Reproduce the listing below word for word, beginning at its first line and continuing through the line that contains "[[518, 135]]", with both ends included.

::: PROVIDED DATA

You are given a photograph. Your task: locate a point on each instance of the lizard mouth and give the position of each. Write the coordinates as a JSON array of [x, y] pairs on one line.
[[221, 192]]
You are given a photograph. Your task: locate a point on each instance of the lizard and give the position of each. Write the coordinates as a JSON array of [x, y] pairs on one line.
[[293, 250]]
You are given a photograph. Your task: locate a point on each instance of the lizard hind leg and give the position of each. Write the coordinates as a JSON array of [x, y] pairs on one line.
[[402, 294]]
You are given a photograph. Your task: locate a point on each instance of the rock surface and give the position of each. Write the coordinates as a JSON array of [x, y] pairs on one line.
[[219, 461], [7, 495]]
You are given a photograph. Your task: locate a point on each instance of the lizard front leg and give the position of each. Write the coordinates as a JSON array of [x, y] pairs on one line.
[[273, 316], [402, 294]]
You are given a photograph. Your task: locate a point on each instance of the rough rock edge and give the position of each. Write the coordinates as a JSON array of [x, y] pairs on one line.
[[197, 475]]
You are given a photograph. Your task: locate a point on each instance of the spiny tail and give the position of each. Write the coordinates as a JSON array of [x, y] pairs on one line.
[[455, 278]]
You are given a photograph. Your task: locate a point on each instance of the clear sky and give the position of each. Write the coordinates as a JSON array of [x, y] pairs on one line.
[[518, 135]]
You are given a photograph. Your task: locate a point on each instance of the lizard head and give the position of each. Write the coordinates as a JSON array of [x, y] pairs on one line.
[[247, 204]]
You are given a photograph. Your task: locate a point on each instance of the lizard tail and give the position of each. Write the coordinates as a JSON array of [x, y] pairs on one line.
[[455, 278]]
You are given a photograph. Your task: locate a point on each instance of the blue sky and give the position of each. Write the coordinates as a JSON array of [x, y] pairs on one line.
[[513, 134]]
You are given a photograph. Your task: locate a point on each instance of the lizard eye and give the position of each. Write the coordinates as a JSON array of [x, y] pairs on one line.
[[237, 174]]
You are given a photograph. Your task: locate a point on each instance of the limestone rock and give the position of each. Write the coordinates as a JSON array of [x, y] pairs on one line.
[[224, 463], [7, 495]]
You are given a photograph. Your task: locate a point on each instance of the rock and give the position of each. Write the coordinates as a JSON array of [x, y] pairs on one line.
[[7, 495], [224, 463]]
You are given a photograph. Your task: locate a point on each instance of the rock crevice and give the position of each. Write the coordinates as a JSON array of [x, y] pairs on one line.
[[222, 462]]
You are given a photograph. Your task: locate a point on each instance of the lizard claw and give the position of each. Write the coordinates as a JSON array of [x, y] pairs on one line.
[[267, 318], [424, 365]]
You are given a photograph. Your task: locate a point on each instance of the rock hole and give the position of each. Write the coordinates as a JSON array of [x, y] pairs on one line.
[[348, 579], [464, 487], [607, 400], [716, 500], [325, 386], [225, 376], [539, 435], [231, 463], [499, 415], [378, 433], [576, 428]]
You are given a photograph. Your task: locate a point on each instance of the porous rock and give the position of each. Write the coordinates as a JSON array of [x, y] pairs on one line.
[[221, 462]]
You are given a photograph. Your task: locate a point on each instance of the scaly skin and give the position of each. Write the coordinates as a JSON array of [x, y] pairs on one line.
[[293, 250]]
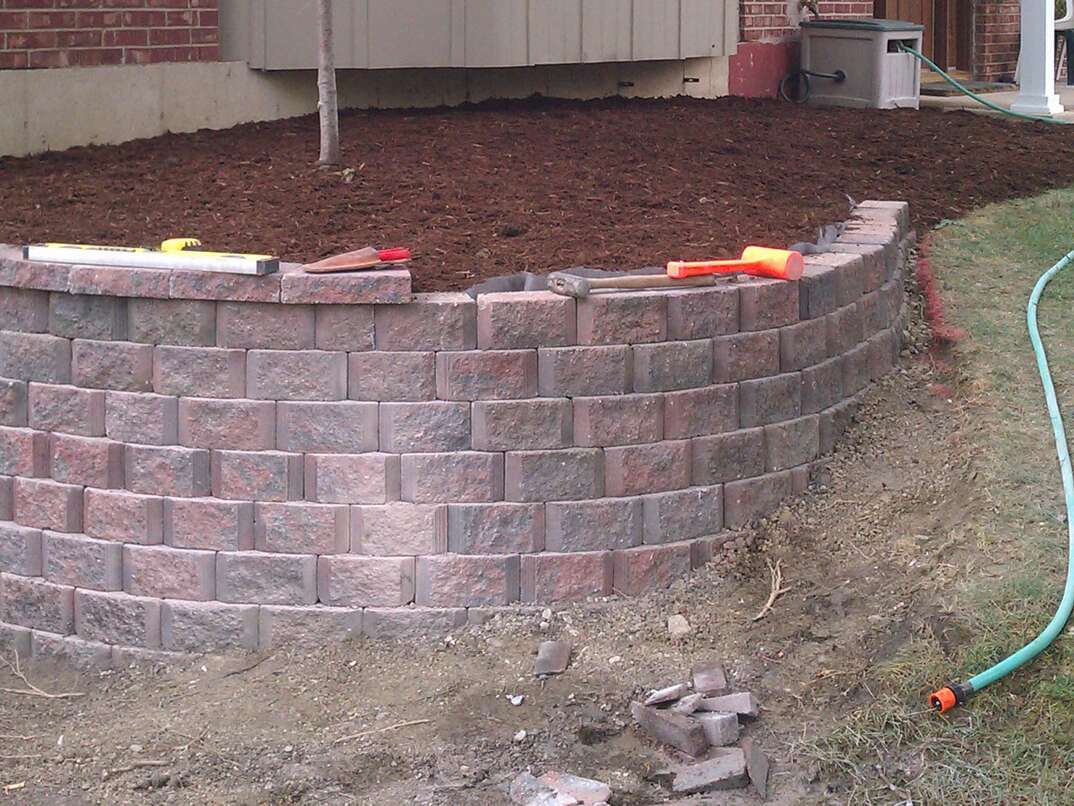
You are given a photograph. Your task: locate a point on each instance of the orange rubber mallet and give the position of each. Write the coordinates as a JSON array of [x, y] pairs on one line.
[[757, 261]]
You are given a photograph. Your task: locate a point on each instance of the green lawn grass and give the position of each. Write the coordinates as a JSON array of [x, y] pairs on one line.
[[1014, 743]]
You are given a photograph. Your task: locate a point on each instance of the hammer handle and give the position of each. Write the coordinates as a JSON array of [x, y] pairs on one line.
[[650, 281]]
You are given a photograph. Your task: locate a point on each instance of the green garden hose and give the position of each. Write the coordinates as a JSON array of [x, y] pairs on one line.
[[957, 693], [934, 68]]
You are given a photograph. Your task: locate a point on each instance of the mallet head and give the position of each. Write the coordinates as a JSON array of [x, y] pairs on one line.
[[568, 285]]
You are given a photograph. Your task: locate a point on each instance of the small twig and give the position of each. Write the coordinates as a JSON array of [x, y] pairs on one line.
[[136, 765], [30, 689], [777, 588], [396, 727]]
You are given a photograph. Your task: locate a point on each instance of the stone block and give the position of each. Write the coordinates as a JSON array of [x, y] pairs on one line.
[[682, 515], [554, 475], [792, 443], [833, 423], [400, 529], [522, 425], [570, 577], [347, 328], [208, 523], [575, 372], [521, 319], [634, 317], [650, 567], [466, 580], [411, 623], [296, 375], [200, 372], [34, 357], [434, 426], [359, 478], [287, 625], [85, 656], [634, 470], [115, 281], [388, 286], [845, 329], [86, 316], [365, 581], [24, 310], [751, 499], [167, 471], [702, 313], [125, 517], [767, 303], [252, 577], [433, 321], [624, 419], [82, 562], [743, 356], [803, 344], [681, 732], [117, 365], [671, 365], [856, 369], [822, 385], [593, 526], [33, 603], [264, 326], [67, 408], [302, 528], [765, 401], [187, 322], [14, 403], [117, 618], [264, 475], [235, 288], [329, 428], [142, 418], [495, 529], [47, 505], [393, 376], [727, 457], [208, 627], [700, 412], [24, 452], [19, 550], [816, 289], [161, 572], [86, 460], [234, 425], [485, 375]]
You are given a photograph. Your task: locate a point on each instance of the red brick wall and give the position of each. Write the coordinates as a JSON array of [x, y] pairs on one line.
[[767, 19], [996, 39], [52, 33]]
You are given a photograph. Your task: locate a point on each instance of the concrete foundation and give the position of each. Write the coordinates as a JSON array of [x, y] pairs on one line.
[[51, 110]]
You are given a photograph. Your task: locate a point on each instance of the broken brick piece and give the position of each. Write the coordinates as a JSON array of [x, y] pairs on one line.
[[725, 769], [682, 733], [741, 703]]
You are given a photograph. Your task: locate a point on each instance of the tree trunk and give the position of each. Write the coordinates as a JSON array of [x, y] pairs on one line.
[[327, 103]]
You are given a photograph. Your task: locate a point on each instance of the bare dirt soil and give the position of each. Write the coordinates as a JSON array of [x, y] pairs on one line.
[[533, 185], [430, 722]]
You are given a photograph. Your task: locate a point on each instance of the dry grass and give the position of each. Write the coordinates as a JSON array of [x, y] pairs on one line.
[[1012, 744]]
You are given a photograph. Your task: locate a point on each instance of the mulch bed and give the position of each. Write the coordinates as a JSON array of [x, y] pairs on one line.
[[533, 185]]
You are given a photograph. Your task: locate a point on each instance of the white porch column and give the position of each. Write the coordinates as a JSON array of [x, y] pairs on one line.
[[1036, 90]]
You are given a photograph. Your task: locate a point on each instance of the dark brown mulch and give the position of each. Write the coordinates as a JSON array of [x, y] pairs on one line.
[[535, 185]]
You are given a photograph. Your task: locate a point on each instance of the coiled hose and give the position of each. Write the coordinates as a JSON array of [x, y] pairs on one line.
[[952, 695]]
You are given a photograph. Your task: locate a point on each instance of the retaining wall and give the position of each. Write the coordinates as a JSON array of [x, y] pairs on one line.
[[200, 462]]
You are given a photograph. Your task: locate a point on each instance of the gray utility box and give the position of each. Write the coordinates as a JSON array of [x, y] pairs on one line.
[[877, 74]]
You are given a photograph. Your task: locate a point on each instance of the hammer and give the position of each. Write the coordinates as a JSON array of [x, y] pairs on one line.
[[756, 261]]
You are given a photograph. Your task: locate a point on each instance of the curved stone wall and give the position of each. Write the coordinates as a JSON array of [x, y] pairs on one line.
[[192, 463]]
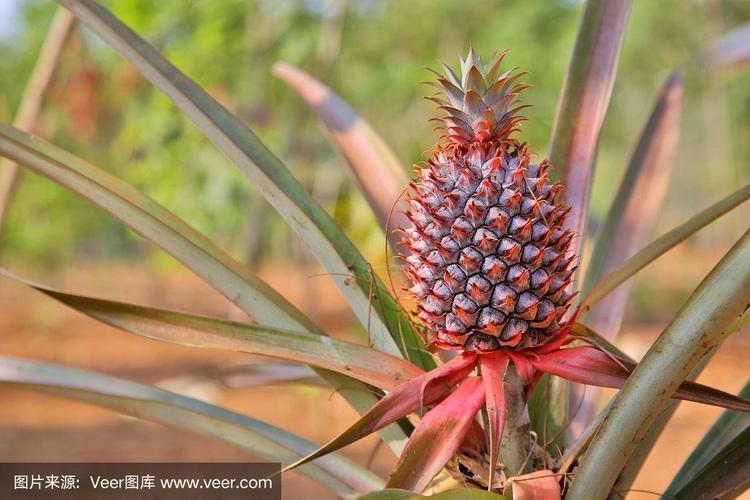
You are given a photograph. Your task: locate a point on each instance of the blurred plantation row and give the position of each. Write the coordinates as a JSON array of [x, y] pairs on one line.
[[373, 54]]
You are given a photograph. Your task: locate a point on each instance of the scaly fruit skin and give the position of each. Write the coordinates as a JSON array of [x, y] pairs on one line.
[[490, 261]]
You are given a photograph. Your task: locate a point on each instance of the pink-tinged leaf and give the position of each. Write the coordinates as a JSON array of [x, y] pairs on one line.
[[537, 485], [371, 162], [493, 368], [584, 100], [475, 440], [426, 389], [589, 365], [627, 225], [437, 437]]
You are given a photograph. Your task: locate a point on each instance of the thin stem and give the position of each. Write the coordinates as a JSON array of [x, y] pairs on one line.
[[515, 446]]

::::::

TASK RESPONSE:
You are given a photograph. Your task: locate a point on each instance of the lizard mouth and give the position of each. Write the coordinates as a JSON array of [x, y] pairs on one line.
[[221, 192]]
You are given a photograph. Your task: locate a point on each instance of the lizard and give the position of each. Write the coordinates as a JSON array of [x, y] pairs on one line.
[[293, 250]]
You are given a photograph. Your task: locate a point on each instance of the lizard hind leg and give the position of each. Write the coordinates as a JSON array of [x, y] pairs on one line.
[[402, 294]]
You are given a photograph. Your task: locate a point on each instance of the rock surface and give the position of each. Write the coordinates as a JSON array of [x, y] pairs on one line.
[[219, 461], [7, 495]]
You are given a photograph. Your task: locate a point on each instance of the lizard front leg and give the position of each. Write the coordinates as a JSON array of [x, y] pairs on one line.
[[273, 316], [402, 294]]
You are given a photograph. Your task: locate a point on each instance of the rough rock edge and give the position of each. Write the coordinates as a JSON array of [x, y] pairs on one line.
[[197, 475]]
You are given a photograph. Your task: locate a point on each instance of the spiny tail and give the position of each. Write the coordinates as a JSON array of [x, y] pairs on one line.
[[455, 278]]
You are given a photograph. Your task: locate a point on each instance of the clear sky and give the position of each. Write the coordinates as a JSON array of [x, y] pairs on one line.
[[518, 135]]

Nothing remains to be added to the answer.